Selected extract
— begin —
- Promotional poster
- Also known as: Come to Me
- Thai: เขามาเชงเม้งข้างๆ หลุมผมครับ
- Genre: Boys' love; Romantic fantasy; Mystery fiction; Comedy; Drama;
- Created by: GMMTV
- Directed by: Noppharnach Chaiwimol
- Starring: Prachaya Ruangroj; Pawat Chittsawangdee;
- Opening theme: "ให้รักปรากฏตัว" (Hai Ruk Pra Got Tua) by Trai Bhumiratna
- Country of origin: Thailand
- Original language: Thai
- No. of episodes: 8

Production
- Running time: 65 minutes
- Production company: GMMTV

Original release
- Network: LINE TV
- Release: 7 March – 25 April 2019

= He's Coming to Me =

2019 Thai television series

He's Coming to Me (เขามาเชงเม้งข้างๆ หลุมผมครับ; ), also known as Come to Me, is a 2019 Thai BL television series starring Prachaya Ruangroj and Pawat Chittsawangdee. Directed by Aof Noppharnach and produced by GMMTV, the series was one of the thirteen television series for 2019 launched by GMMTV in their "Wonder Th13teen" event on 5 November 2018. It premiered on LINE TV on 7 March 2019, airing on Thursdays at 20:00 ICT. The series concluded on 25 April 2019.
— end —
Record list
— begin —
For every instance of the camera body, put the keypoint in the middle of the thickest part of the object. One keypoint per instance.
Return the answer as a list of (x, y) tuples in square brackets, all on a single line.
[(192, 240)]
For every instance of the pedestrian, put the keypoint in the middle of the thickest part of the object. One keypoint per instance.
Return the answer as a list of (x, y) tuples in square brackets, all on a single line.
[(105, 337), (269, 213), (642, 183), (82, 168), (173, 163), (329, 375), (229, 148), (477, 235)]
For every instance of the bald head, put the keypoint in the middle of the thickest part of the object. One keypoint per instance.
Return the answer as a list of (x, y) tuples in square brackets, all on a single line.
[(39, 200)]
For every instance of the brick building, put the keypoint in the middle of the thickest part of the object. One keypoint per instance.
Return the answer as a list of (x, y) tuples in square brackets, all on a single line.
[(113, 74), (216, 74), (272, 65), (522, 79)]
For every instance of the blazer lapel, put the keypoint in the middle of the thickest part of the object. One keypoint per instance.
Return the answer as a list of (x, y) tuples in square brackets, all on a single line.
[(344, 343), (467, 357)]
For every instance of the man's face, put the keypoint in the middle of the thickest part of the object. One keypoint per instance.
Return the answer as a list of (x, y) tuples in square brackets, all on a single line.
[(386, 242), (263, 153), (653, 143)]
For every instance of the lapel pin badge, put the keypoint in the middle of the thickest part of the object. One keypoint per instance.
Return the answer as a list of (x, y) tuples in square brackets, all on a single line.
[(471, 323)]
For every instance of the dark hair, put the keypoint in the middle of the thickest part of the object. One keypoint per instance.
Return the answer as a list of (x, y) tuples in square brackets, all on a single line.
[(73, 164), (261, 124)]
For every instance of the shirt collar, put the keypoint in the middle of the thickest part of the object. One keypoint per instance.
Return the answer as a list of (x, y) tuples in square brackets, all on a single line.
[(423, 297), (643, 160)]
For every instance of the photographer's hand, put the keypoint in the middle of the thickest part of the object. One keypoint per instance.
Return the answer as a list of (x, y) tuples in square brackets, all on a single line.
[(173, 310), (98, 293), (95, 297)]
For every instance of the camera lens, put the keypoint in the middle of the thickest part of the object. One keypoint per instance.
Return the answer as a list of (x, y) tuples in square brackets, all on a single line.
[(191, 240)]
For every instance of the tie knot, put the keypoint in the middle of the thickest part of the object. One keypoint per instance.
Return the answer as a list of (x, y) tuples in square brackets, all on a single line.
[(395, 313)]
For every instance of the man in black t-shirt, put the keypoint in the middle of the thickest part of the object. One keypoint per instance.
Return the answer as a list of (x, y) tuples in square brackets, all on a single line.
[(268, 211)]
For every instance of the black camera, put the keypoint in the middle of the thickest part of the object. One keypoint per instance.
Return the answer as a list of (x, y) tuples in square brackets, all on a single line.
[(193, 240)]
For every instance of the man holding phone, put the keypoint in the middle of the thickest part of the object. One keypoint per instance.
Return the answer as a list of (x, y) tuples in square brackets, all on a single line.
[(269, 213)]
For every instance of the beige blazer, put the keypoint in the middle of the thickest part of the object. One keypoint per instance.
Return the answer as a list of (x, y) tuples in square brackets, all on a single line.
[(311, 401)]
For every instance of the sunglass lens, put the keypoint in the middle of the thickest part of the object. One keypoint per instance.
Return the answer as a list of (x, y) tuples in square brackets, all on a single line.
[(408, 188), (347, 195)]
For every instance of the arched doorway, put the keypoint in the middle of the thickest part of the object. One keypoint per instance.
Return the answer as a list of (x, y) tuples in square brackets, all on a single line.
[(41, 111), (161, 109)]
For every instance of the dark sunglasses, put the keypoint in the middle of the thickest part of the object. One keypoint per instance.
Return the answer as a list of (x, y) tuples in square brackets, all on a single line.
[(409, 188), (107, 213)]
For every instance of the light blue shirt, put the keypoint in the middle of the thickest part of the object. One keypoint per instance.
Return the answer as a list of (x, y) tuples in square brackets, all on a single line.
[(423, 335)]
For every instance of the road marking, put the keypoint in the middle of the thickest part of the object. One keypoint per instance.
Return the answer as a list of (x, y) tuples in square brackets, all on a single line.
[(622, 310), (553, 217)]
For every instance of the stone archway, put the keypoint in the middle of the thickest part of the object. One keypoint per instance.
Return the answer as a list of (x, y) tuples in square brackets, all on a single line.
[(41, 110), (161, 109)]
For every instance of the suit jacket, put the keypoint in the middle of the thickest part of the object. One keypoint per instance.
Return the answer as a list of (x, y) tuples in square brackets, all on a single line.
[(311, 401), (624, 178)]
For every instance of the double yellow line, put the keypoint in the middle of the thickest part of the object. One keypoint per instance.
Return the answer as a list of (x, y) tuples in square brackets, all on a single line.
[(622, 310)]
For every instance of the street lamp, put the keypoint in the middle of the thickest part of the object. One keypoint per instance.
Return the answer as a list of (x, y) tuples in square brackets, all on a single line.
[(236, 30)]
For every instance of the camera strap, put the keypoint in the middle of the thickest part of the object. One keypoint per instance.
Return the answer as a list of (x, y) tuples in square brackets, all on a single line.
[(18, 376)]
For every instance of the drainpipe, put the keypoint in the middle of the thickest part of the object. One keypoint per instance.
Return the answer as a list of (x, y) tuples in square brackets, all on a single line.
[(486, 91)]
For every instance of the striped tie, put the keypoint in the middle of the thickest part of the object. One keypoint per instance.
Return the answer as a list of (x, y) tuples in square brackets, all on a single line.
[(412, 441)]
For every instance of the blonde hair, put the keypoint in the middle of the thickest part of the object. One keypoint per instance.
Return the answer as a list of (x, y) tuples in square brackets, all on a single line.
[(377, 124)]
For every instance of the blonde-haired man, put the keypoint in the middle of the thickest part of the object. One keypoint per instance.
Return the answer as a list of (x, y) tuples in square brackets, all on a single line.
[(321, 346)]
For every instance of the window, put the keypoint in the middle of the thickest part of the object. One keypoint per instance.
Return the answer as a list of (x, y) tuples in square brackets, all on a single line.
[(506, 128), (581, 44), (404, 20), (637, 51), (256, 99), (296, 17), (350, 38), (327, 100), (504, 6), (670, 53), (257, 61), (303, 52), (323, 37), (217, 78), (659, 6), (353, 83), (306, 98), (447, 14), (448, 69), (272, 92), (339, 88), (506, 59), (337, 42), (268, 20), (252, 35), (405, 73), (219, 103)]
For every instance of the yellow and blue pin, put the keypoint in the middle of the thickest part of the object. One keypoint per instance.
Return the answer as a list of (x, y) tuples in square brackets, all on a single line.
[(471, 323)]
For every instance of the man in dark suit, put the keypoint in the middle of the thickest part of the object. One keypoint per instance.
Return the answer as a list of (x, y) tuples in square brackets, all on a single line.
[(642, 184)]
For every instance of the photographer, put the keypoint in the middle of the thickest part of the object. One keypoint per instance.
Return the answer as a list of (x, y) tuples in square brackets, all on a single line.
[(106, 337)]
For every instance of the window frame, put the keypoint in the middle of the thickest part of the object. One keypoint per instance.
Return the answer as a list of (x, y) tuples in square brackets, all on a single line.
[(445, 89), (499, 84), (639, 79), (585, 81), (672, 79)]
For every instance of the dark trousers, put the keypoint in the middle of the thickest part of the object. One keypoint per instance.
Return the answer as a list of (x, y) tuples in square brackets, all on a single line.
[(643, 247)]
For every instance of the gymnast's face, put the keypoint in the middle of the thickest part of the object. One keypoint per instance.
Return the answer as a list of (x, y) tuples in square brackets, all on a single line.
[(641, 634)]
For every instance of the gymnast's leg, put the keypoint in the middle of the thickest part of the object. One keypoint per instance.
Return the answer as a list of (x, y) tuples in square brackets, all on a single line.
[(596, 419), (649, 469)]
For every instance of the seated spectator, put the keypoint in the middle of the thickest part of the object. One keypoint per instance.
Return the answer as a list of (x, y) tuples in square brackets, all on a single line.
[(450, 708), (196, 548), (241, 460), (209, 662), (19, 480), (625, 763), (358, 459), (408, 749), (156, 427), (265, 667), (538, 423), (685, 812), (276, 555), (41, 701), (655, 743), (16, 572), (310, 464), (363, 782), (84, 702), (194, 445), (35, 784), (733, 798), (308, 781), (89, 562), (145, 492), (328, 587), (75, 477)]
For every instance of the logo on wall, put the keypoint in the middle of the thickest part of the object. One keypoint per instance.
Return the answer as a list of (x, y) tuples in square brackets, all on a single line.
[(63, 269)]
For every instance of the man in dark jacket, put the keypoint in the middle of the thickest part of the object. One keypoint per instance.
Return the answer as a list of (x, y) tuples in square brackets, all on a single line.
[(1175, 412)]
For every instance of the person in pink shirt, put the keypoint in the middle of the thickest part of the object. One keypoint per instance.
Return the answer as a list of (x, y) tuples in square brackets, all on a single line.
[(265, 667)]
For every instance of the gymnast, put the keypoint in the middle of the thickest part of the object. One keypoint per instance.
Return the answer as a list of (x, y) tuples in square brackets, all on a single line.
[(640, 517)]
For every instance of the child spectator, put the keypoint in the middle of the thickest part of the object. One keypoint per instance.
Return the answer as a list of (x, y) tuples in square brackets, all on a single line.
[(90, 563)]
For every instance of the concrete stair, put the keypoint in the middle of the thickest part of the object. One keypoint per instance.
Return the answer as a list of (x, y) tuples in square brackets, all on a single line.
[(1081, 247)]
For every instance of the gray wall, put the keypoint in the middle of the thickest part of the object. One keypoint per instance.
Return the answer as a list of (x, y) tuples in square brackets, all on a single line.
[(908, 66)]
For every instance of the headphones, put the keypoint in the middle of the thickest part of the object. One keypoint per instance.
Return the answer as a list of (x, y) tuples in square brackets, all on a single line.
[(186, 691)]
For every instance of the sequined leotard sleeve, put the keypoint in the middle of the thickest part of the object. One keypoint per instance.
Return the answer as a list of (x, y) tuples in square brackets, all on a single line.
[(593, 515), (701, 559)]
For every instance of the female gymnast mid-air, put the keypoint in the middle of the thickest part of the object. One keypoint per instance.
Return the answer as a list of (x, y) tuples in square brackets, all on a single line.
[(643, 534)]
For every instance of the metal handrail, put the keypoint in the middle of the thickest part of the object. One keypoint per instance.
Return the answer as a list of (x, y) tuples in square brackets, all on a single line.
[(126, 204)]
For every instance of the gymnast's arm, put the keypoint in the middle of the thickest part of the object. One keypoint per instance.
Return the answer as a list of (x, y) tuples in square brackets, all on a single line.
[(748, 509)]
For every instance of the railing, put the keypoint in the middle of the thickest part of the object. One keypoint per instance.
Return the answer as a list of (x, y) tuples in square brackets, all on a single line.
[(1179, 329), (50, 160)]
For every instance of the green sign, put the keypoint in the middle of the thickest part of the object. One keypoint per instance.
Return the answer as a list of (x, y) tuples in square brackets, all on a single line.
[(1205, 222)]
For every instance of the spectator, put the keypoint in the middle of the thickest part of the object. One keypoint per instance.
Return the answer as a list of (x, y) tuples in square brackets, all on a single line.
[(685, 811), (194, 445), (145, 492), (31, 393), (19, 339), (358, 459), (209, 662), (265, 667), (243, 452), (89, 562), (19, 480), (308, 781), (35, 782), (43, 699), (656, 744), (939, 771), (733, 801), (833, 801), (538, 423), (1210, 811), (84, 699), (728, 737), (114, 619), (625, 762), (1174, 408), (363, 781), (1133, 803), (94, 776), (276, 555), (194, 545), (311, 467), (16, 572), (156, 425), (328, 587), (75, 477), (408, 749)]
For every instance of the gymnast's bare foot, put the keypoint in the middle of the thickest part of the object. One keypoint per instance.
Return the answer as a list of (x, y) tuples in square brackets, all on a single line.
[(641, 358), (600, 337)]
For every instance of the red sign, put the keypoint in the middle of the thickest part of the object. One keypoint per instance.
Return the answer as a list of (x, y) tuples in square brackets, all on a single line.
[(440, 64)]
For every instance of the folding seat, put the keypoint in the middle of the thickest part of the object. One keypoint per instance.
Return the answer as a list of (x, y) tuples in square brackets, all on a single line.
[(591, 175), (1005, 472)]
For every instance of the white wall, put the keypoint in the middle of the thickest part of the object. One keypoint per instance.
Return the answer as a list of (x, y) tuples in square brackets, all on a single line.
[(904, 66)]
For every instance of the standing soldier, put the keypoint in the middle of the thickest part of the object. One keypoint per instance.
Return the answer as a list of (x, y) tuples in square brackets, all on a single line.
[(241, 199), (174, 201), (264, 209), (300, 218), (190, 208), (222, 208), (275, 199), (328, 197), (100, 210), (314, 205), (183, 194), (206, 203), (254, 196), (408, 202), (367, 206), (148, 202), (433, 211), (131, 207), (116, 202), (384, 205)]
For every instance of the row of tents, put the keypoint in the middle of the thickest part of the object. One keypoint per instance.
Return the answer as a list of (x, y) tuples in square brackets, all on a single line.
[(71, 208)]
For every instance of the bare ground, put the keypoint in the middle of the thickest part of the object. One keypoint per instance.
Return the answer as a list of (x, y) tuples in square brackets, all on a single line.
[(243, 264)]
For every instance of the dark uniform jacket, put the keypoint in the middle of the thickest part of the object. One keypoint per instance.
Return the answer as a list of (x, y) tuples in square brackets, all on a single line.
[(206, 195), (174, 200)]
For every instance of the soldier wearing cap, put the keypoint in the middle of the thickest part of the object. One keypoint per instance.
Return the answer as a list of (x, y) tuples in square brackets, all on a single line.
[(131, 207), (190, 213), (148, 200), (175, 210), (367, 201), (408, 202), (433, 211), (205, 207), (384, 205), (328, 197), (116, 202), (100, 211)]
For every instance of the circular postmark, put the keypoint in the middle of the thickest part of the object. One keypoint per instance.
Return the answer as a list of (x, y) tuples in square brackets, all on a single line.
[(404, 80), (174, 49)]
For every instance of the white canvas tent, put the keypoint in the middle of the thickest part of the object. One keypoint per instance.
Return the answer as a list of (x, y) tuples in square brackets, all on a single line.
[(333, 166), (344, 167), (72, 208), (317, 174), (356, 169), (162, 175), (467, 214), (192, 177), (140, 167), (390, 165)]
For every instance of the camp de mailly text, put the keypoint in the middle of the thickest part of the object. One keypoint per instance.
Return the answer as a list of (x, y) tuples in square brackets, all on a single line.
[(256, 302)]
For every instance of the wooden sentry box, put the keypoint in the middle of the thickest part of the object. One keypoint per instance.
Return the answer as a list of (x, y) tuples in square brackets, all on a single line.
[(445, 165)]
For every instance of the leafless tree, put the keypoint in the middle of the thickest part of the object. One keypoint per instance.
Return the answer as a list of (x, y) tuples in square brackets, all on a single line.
— end —
Required task A
Reproduce, word for word, everything in the He's Coming to Me article from "2019 Thai television" down to "25 April 2019.".
Required task B
Resume the article on the series He's Coming to Me, starting after its last sentence.

Response A
2019 Thai television series

He's Coming to Me (เขามาเชงเม้งข้างๆ หลุมผมครับ; ), also known as Come to Me, is a 2019 Thai BL television series starring Prachaya Ruangroj and Pawat Chittsawangdee. Directed by Aof Noppharnach and produced by GMMTV, the series was one of the thirteen television series for 2019 launched by GMMTV in their "Wonder Th13teen" event on 5 November 2018. It premiered on LINE TV on 7 March 2019, airing on Thursdays at 20:00 ICT. The series concluded on 25 April 2019.

Response B
== Synopsis ==
Mes (Prachaya Ruangroj) died over 20 years ago with no one ever looking after his grave. Now, living as a ghost, all he does is sit and lie all day waiting for someone to visit him during the Qingming day — an event which happens only once in every year. Until one day, a boy named Thun (Nattapat Nimjirawat), together with his father, visits the cemetery. He comes across Mes's untended grave and decides to offer some food. He promises to come back every year until Med discovers that the now teenage Thun (Pawat Chittsawangdee) can actually see him. Thun's attention makes Mes feel good about their relationship through their travels until such time that he gets to stay in Thun's dorm. Despite living in two different worlds, Thun's affection towards him fuels his desire to find out the truth on the mystery surrounding his death.

== Cast and characters ==
=== Main ===
- Prachaya Ruangroj (Singto) as Wongsakorn Thanarungsiri (Med)
- Pawat Chittsawangdee (Ohm) as teenage Thun Thunyakorn
  - Nattapat Nimjirawat (Mac) as child Thun Thunyakorn

=== Supporting ===
- Wachirawit Ruangwiwat (Chimon) as Prince
- Harit Cheewagaroon (Sing) as Khiaokhiem
- Sarocha Burintr (Gigie) as Praifah Thanarungsiri (Prai)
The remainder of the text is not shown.